Directions:
1. In the Whistlerlib quickstart, how many partitions does the CSV of tweets get loaded into?
2. Write the next part of the Whistlerlib quickstart page, picking up after its final line of code.

Page extract:
01. Quickstart: top hashtags
The minimum-viable Whistlerlib workflow. Connects to a running Dask cluster, loads a CSV of tweets, computes the top-k hashtags as a distributed histogram.
What you'll see
Loaded 10 tweets.
Top 5 hashtags:
tag freq
#ai 5
#python 4
#data 3
#ml 2
#climate 1
The code
The tutorial ships ten inline rows of fake tweets so it runs without any external data:
_ROWS = [
('2022-01-01T00:00:00', 'morning model release #ai #python'),
('2022-01-01T01:00:00', 'dataset paper accepted #ai #data'),
('2022-01-01T02:00:00', 'climate insights from satellites #ai #climate'),
('2022-01-01T03:00:00', 'training loop in python #python #ml'),
# ...5 more rows...
('2022-01-01T09:00:00', 'jupyter notebook collection'),
]
These rows get written to a tempfile (_write_csv()) so the cluster's workers can read them through the Compose bind-mount on host /tmp. The analytical work itself is six lines:
from whistlerlib import Context
ctx = Context('processes', 'localhost', 8786)
ds = ctx.load_csv(
filen=csv_path,
meta={
'column_mapping': {'date_column': 'Date', 'text_column': 'text'},
'file_encoding': 'utf-8',
},
num_partitions=2,
)
print(f'Loaded {ds.tweet_count()} tweets.')
histogram = ds.hashtag_histogram_alt_python(k=5)
print(histogram.to_string(index=False))

Data entries:
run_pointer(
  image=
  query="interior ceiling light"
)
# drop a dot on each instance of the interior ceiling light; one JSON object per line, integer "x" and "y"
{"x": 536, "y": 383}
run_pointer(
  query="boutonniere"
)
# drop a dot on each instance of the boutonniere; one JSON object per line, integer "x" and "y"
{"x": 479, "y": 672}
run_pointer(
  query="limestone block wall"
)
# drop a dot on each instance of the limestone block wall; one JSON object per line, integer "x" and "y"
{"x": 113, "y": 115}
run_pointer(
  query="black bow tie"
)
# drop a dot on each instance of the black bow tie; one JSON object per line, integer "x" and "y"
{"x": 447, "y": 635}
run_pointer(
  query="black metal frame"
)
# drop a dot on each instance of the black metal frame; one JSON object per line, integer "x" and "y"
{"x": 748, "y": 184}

--

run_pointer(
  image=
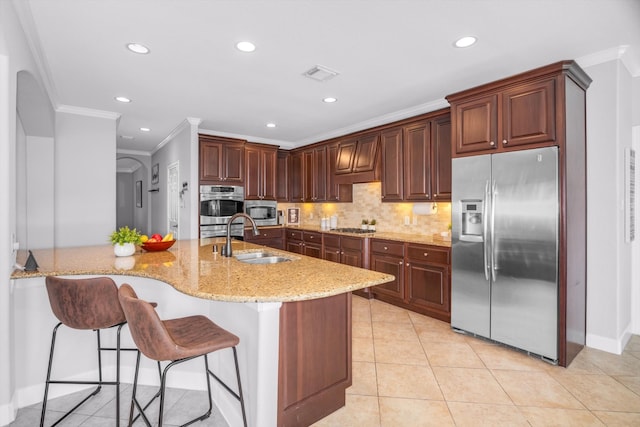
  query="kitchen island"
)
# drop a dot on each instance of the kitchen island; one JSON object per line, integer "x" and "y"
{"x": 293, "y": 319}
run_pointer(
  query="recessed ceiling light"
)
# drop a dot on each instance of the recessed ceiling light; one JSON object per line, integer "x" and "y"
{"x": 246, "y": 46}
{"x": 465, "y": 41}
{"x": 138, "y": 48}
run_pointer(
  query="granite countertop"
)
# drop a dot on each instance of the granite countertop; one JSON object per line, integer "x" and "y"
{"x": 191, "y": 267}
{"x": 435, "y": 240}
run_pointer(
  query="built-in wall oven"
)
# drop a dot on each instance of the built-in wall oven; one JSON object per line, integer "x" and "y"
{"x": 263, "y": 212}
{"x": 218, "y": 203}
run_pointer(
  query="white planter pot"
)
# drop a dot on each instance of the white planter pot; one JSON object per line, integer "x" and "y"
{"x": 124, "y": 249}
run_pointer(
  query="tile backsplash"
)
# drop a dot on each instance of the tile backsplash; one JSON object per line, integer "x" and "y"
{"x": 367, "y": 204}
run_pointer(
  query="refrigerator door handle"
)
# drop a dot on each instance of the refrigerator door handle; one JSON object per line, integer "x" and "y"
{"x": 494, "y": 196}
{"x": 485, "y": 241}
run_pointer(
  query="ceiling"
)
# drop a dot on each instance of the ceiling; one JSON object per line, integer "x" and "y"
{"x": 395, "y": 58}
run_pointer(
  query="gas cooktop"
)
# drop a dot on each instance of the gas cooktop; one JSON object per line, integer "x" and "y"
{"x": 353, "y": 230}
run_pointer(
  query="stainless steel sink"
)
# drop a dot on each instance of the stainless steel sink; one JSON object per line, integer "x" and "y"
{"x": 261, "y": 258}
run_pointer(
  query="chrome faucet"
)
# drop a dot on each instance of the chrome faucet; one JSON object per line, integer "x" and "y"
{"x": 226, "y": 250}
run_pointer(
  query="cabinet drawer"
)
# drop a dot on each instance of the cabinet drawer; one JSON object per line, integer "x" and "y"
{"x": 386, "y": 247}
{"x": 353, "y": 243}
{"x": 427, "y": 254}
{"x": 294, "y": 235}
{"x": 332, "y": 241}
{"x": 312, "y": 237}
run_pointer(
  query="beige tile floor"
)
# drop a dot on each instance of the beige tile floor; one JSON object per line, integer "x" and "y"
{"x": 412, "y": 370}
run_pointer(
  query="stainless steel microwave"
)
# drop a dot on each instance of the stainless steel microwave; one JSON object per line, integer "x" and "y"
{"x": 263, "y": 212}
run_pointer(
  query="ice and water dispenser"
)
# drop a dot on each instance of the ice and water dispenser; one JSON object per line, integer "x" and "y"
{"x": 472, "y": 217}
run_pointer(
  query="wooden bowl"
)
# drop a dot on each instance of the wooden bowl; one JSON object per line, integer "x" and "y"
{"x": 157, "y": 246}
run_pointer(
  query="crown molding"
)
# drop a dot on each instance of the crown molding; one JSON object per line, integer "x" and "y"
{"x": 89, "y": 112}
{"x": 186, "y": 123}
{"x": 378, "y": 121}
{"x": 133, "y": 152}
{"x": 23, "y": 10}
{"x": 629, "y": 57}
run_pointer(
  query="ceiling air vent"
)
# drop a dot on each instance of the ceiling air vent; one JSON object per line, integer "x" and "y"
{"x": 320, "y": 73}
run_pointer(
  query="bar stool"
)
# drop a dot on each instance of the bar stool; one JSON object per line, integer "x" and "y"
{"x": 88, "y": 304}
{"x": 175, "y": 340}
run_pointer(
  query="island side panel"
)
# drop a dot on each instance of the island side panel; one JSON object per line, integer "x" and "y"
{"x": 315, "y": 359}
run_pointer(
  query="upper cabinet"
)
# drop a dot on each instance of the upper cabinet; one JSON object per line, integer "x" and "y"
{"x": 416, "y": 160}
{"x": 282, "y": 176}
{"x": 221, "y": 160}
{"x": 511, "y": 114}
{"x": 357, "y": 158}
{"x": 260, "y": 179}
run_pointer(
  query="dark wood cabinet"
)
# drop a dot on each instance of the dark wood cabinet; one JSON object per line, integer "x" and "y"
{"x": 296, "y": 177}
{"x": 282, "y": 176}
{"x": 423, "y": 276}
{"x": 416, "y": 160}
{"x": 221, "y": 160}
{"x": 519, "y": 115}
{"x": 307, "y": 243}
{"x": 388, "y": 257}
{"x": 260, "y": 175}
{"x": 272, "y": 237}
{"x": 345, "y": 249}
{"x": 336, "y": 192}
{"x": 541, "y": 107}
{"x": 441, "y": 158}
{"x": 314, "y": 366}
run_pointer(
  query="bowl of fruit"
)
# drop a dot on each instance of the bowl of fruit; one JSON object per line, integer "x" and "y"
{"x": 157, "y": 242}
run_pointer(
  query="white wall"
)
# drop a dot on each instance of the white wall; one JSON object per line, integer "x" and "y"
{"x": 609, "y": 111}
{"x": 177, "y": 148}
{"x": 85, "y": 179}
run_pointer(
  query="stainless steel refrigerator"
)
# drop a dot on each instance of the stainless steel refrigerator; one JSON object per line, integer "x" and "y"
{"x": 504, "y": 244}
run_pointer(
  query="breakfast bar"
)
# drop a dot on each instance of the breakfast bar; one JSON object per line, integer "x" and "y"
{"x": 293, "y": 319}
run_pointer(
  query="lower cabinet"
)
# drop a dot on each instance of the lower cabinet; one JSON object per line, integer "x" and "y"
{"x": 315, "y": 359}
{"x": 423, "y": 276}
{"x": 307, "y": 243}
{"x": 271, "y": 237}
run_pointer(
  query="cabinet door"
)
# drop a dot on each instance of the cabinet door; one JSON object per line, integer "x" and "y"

--

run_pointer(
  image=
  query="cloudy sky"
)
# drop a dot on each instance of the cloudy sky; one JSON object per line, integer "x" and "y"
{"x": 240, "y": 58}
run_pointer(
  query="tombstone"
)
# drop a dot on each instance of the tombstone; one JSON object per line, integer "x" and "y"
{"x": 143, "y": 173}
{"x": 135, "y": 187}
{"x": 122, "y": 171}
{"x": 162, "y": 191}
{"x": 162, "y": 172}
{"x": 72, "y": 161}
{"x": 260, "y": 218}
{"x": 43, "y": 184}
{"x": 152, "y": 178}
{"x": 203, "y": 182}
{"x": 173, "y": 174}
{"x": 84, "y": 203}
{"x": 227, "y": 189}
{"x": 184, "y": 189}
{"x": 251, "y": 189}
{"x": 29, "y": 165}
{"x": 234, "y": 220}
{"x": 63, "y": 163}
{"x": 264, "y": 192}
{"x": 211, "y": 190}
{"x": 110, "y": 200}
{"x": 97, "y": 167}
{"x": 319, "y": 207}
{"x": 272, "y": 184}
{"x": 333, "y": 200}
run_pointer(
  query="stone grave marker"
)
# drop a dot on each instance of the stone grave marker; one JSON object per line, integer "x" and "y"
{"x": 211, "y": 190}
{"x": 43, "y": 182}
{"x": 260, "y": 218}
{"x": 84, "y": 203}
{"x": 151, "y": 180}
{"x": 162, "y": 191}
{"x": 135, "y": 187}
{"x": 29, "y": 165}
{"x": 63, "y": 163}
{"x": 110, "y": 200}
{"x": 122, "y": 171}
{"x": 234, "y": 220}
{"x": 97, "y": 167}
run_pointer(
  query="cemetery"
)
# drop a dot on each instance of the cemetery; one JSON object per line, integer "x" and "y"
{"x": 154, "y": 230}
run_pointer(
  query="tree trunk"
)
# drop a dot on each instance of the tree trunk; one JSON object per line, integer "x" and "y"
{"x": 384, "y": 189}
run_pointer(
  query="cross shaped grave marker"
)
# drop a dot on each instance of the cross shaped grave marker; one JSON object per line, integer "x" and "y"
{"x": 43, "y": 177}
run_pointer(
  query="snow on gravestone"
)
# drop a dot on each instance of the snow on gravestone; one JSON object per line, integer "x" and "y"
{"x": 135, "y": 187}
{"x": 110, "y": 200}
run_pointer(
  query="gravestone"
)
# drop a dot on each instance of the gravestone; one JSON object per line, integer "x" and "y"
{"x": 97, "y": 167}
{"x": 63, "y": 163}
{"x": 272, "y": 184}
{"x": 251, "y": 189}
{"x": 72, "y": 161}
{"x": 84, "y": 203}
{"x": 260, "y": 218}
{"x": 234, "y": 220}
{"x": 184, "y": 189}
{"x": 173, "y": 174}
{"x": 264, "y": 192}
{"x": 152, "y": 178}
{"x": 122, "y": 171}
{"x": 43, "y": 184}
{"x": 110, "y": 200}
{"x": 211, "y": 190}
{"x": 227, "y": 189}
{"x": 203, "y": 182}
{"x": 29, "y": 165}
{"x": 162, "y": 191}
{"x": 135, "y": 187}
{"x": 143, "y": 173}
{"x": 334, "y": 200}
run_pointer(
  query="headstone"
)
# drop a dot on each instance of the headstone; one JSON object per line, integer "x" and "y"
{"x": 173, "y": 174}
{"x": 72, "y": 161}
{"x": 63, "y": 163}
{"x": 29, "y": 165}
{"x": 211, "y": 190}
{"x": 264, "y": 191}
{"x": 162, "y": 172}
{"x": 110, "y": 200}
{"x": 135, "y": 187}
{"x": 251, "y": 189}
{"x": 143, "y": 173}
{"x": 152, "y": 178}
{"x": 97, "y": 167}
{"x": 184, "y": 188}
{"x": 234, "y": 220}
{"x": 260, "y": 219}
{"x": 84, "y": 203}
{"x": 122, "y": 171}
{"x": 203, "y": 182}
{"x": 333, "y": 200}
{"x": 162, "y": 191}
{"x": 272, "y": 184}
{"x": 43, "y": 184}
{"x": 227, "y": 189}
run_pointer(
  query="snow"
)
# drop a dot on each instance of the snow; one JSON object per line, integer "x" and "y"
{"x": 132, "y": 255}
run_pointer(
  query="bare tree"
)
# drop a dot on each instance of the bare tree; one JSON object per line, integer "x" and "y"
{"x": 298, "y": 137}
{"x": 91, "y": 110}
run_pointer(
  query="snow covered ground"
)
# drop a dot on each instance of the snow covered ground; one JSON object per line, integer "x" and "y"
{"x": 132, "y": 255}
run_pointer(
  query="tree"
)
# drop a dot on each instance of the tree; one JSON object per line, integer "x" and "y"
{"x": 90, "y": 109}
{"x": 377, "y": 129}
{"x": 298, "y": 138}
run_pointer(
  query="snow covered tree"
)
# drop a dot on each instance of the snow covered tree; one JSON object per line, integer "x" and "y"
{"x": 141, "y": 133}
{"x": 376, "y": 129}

Solved problems:
1. Two partitions.

2.
Context(...) opens a Dask client against the scheduler exposed by the master service in docker/docker-compose.yml. load_csv(...) wraps dask.dataframe.read_csv, reads only the two columns named in column_mapping, and partitions the result into two Dask partitions. hashtag_histogram_alt_python(k=5) ships a map_partitions closure to each worker (using advertools to extract hashtags), the scheduler merges the partial frequency tables, and the top-5 by frequency is returned as a pandas DataFrame.
The full file (including the tempfile setup and CLI shim) is at
examples/01-quickstart-hashtag-histogram/example.py.
How it works
The three calls above form the canonical Whistlerlib pipeline: Context is the entry point, load_csv returns a TweetDataset backed by a partitioned Dask DataFrame, and the analytic method (hashtag_histogram_alt_python) is what actually does the distributed work. Every other tutorial in this series follows the same skeleton with a different analytic.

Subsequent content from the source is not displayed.